──────── Data in this exercise

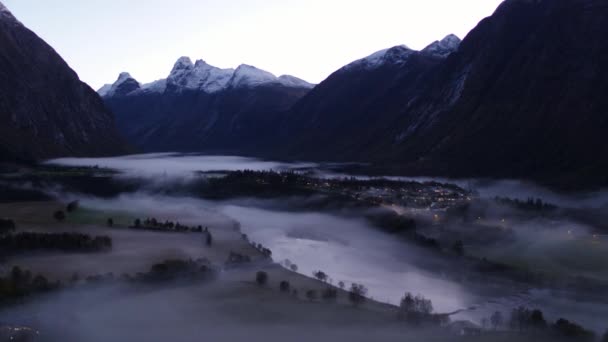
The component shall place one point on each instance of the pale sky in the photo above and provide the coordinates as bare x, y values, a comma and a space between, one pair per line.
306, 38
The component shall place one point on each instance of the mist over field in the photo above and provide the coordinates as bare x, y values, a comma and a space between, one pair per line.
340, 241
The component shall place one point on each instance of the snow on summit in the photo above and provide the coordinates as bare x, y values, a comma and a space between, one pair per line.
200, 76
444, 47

────────────────
──────── Data in this exercise

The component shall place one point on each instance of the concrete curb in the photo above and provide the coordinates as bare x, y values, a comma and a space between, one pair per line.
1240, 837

────────────────

* What to do
Collect every line in the material above that contains the string "summit" and copy each such line. Matching is case-sensitive.

* The answer
The component shall place one point on each instance of the snow on summit in the photo above and provide the coordinates as bare x, y values, a comma and a space between, one pair per line.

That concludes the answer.